- **Exercise brief**:
Whenever a line in the material below includes "boat", copy that line.

*** Entries provided Section Begins ***

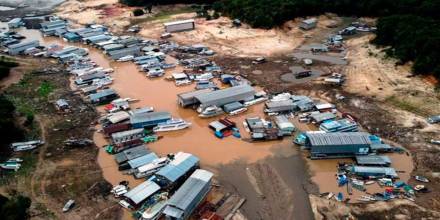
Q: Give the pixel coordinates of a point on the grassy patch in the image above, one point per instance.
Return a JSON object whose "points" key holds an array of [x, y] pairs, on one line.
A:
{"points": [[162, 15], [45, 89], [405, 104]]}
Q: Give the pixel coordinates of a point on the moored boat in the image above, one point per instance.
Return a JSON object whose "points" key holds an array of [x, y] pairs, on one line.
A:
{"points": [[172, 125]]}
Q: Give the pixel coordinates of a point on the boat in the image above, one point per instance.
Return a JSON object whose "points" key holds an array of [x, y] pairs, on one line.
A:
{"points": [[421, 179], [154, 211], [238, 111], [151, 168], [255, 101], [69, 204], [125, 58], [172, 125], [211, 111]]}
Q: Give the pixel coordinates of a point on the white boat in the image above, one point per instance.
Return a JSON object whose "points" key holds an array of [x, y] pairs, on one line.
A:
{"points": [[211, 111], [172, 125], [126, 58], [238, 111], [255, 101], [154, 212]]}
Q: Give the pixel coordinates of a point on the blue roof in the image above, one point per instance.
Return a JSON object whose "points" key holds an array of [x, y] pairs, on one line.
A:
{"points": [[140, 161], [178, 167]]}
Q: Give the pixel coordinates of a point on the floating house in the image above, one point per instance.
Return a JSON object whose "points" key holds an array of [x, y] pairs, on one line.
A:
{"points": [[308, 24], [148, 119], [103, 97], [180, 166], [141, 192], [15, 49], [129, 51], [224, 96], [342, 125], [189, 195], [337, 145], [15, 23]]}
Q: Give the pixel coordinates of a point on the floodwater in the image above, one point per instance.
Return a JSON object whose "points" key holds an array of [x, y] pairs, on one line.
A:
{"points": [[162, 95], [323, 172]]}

*** Entries provided Section Ends ***
*** Entries provided Section Begins ***

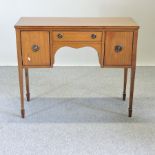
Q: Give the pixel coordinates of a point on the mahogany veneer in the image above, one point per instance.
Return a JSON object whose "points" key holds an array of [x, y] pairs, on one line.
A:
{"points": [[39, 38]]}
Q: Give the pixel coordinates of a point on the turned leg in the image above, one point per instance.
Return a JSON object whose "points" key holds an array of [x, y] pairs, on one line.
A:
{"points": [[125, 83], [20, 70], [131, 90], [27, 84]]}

*** Entries provided Section Ends ***
*** Entries provided Section Begins ***

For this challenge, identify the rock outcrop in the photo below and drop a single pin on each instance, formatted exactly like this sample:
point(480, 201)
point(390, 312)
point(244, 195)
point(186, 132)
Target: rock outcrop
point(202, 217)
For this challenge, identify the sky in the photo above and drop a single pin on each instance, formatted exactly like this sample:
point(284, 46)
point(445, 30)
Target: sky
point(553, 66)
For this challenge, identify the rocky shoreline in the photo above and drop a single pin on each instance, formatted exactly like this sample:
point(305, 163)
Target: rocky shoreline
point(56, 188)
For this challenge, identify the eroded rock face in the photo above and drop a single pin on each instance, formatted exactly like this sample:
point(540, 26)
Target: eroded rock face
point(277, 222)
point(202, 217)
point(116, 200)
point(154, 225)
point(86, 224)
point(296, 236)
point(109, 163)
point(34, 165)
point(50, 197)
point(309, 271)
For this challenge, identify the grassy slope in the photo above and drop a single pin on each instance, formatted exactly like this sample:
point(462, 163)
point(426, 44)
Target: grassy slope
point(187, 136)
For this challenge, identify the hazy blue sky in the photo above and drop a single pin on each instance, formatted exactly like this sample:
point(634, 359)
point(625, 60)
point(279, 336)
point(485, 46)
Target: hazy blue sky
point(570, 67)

*** Entries provided Section Ends ***

- **Result of this task**:
Q: Give the pixel coordinates of a point on the moored boat in the image above, one point per instance.
Q: Give the pixel coordinates of a point on the boat in the image above, one point per instance.
Q: Give the pixel coordinates of a point on the white boat in the image above, one point per instance.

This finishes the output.